** BEGIN Extracted data **

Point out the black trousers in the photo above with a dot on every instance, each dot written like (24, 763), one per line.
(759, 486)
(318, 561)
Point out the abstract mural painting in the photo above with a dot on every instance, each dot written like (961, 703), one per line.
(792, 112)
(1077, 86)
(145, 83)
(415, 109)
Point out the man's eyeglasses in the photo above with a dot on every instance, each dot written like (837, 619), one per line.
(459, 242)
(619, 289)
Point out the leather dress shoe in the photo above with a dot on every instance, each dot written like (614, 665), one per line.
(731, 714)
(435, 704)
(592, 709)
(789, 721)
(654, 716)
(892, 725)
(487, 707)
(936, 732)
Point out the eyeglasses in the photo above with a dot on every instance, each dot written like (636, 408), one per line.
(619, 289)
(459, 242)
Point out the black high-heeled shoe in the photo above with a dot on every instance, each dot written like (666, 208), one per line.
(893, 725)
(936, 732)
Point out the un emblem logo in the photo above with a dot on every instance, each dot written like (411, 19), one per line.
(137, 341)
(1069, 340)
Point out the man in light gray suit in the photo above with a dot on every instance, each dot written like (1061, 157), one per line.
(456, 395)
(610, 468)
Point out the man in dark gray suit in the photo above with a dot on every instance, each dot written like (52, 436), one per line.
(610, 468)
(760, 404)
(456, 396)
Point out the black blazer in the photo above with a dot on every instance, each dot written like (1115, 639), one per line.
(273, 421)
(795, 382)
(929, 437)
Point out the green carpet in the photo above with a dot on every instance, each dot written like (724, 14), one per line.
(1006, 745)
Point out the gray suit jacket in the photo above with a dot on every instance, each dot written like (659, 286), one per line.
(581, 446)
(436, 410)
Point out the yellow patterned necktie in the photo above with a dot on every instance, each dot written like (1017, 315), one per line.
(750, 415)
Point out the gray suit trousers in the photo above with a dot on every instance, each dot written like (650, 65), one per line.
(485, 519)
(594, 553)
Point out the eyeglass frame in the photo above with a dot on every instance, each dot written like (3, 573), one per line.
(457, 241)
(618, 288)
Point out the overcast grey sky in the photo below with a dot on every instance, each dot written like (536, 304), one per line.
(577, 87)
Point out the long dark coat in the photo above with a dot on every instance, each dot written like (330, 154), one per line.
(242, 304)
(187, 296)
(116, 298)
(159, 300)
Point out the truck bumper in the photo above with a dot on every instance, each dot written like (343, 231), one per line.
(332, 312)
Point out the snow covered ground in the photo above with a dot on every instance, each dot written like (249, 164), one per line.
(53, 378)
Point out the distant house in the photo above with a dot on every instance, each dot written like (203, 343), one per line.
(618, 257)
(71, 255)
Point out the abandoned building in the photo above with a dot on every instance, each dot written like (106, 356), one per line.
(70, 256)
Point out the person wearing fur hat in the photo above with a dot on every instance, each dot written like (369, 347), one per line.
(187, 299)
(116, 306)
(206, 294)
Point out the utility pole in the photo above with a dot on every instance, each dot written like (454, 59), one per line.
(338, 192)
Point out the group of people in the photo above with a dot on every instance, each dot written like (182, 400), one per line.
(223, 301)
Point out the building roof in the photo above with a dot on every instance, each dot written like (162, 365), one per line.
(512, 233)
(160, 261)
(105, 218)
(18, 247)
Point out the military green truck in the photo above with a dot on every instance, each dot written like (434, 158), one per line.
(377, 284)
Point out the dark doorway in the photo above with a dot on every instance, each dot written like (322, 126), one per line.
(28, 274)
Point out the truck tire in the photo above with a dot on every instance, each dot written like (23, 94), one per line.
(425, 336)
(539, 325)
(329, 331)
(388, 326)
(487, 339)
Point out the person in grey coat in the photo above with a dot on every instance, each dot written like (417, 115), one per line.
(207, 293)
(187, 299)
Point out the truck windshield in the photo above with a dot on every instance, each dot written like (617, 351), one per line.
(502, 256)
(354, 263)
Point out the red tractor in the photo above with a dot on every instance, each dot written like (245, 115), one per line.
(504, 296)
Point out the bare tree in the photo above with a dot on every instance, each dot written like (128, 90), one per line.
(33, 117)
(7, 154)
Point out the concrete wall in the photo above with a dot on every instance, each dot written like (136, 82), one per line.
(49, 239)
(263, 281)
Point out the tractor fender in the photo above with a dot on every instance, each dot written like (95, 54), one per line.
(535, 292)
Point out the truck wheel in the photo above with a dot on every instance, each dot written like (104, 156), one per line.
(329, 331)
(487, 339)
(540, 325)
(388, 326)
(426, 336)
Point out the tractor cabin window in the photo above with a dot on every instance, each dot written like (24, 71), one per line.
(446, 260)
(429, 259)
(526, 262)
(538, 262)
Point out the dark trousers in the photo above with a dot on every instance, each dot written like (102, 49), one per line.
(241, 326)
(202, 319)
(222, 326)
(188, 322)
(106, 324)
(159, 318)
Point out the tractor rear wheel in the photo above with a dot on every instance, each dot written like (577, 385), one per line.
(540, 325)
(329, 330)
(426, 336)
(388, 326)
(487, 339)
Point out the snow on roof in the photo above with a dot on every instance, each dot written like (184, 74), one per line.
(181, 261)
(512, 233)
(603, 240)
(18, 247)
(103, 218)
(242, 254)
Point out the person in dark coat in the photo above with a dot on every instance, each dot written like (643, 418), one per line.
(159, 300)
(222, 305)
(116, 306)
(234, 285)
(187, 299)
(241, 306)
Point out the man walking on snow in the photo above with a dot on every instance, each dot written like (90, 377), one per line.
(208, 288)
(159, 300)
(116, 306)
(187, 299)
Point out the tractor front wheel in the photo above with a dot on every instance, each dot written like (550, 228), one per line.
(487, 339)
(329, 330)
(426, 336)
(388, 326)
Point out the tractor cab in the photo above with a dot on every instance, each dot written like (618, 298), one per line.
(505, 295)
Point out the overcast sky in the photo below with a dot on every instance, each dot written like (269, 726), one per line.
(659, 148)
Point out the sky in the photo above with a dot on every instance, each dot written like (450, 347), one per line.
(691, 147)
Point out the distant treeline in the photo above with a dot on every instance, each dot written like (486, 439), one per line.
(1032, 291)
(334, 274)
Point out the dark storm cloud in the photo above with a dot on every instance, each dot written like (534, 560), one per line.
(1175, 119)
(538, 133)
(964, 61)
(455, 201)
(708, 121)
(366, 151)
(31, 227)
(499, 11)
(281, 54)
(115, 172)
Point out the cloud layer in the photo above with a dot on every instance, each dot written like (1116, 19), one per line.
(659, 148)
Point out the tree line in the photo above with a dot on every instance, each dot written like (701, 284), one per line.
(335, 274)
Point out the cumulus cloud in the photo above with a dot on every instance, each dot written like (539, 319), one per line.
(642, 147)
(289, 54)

** END Extracted data **

-- Exercise aim --
Rewrite all of the data above, changing every "Point out" to "Mark" and keeping everything else the same.

-- Result of this task --
Mark the black trousers in the photo above with a dot on every instance, each dot written like (24, 763), one per line.
(759, 486)
(318, 561)
Mark the abstract mural painting in the photo above with a dot on every instance, each dot written like (961, 703), one per line.
(792, 112)
(1077, 86)
(145, 83)
(415, 109)
Mark the man's eyeglasses in the photo above with a dot on every instance, each dot written like (837, 619), one per line.
(459, 242)
(619, 289)
Mark the leather dress shoe in the photo above with a dot on every instance, each dot written like (614, 665), one per line.
(731, 714)
(435, 704)
(592, 709)
(789, 721)
(654, 716)
(892, 725)
(487, 707)
(936, 732)
Mark the eyeglasses in the photo above with a dot on every instance, each dot written like (636, 408), one per line.
(619, 289)
(459, 242)
Mark the black high-heeled shoe in the photo above with a dot on every instance, each dot written like (666, 208), one per line.
(893, 725)
(936, 732)
Mark the un emblem logo in the photo above with a dot on every instance, each dot written like (411, 19), one per line.
(137, 341)
(1069, 340)
Mark the man in light gray suit in the photo above with a dot on every instance, each dot written like (1061, 157), one per line.
(456, 395)
(610, 468)
Mark the man in dark gray suit in the photo above with a dot on every instance, each dot written like (52, 436), one per line.
(610, 468)
(760, 404)
(456, 396)
Mark the black blazer in the photo above with a dot on every instance, each dot written like (1115, 639), one per line.
(273, 421)
(795, 382)
(929, 437)
Mark the green carpet in the photo above with a dot on every instance, each dot written like (724, 14), one per line.
(1006, 745)
Mark the gray suit jacket in the photo above with a dot on every instance, each dot written like (659, 286), one per line.
(581, 446)
(436, 410)
Mark the yellow patterned necktie in the photo above with a dot on every instance, each dot written like (1017, 315), one per line.
(750, 415)
Mark the gray suit trousers in the photo above with a dot on every instance, each dot written like (650, 65), one per line.
(485, 519)
(594, 553)
Mark the eyeglass frame in the photo above with a dot on every instance, each dot written like (3, 573), one per line.
(457, 241)
(618, 288)
Mark the overcast grey sky in the photo below with a dot on every instance, each dot written like (536, 304), one per line.
(577, 87)
Mark the long dark coat in the photo above with a dot on every instance, each dot written like (330, 154), one per line.
(242, 304)
(187, 296)
(116, 298)
(159, 300)
Mark the truck bumper in the photo above with a dot on every instance, each dot written like (343, 231), one per line.
(332, 312)
Mark the snow covered ground in the photo above with a dot on every instance, each dot written like (249, 164), one per line.
(53, 378)
Mark the distant house in the photo above with a dot on every instance, each dot written like (203, 343), one per line.
(618, 257)
(71, 255)
Mark the abandoned building in the photo above with a dot on every instance, each dot written like (106, 356), one per line.
(70, 256)
Mark the person wearing fur hat in the photo above with a dot on every instance, each dot written like (369, 347), one per line.
(187, 299)
(116, 306)
(206, 294)
Mark the utility pole in the photo above with a dot on every instance, each dot written like (454, 59), one per line.
(338, 192)
Mark the group of people in the photo above with a dot on every instance, each dot written like (182, 400), one per line.
(223, 301)
Mark the building roof in the photo above with a dot on every instance, each dot written like (162, 365), one per line.
(512, 233)
(160, 261)
(105, 218)
(18, 247)
Mark the military green truck in the photo above with a dot on every instance, each dot written like (434, 158), one per line.
(377, 284)
Mark the dark doorway in the photo above with a dot on every instance, each dot written like (322, 126), one per line.
(28, 274)
Mark the truck tire in the photo above with a dot on every instance, each dot written like (23, 94), one per line.
(425, 336)
(539, 325)
(329, 331)
(388, 326)
(487, 339)
Mark the person in grey coat in the photo above with a dot on every instance, each dot written like (417, 115), one per line.
(207, 293)
(187, 299)
Mark the truck windshield in the photo above with a dot on every instance, each dot written like (617, 351), one per line.
(502, 256)
(354, 263)
Mark the red tractor in the photo above with a dot on every instance, each dot written like (245, 115), one per line.
(504, 296)
Mark the bare tree in the photo above with a dot on every instance, each dot written like (128, 90), one per line.
(33, 117)
(7, 154)
Mark the concrete wall in the photo above with a dot on every instance, each dot written like (136, 82), one per line.
(49, 239)
(263, 281)
Mark the tractor fender in the photo above with a dot on every instance, each dot written like (95, 54), one per line.
(535, 292)
Mark the truck wheel in the photo above with a dot on every instance, each dot written like (104, 156), one per line.
(329, 331)
(487, 339)
(540, 325)
(388, 326)
(426, 336)
Mark the tractor cabin window in the photo above with a dot on every instance, each dot written like (24, 71), one per line.
(446, 260)
(429, 259)
(526, 262)
(538, 262)
Mark the dark trousers in the photo above with a dot on every instance, each dot written like (102, 49), one per line.
(241, 326)
(202, 319)
(222, 326)
(188, 322)
(106, 324)
(159, 318)
Mark the tractor rear wheel in the photo above with a dot on every instance, each dot written like (577, 385), one per line.
(540, 325)
(329, 330)
(426, 336)
(388, 326)
(487, 339)
Mark the snow on roof in the photo above with a dot on every instance, each dot written like (184, 74), one per line.
(181, 261)
(512, 233)
(603, 240)
(18, 247)
(103, 218)
(242, 254)
Mark the person in dark coat in the photo above with a dot on every instance, each dot written like (643, 418), one per line.
(159, 300)
(222, 305)
(116, 306)
(234, 285)
(187, 299)
(241, 306)
Mark the man walking on snow in the photo above with a dot on every instance, each dot written like (90, 377), one per line.
(208, 288)
(159, 300)
(116, 306)
(187, 299)
Mark the tractor front wheel in the photo above with a dot on every instance, each dot written like (550, 228), one per line.
(487, 339)
(329, 330)
(426, 336)
(388, 326)
Mark the tractor cab in the photo above with a dot on every instance, each dot written like (618, 298), one per line.
(505, 295)
Mark the overcast sky in the photo below with a dot on every instance, each dot written like (269, 726), one per line.
(659, 148)
Mark the sky in the photo above with a dot on every instance, each dot written like (450, 347), one per line.
(691, 147)
Mark the distant treeline in the photo above with a dot on every instance, each dot written like (486, 439), one per line.
(1032, 291)
(334, 274)
Mark the dark storm cloud in the photo above with a dot on every instance, each dot written like (534, 560), one per line.
(1175, 119)
(538, 133)
(964, 61)
(455, 201)
(708, 121)
(366, 151)
(31, 227)
(499, 11)
(281, 54)
(115, 172)
Mark the cloud layer in the photo above with a dot on every instance, each dot written like (1116, 19), one per line.
(659, 148)
Mark the tree line in the photo above with a dot on every instance, each dot written like (701, 284), one per line.
(335, 274)
Mark the cumulus cloud in the photo above with a dot on every instance, each dot written like (539, 319), one per line.
(642, 147)
(289, 54)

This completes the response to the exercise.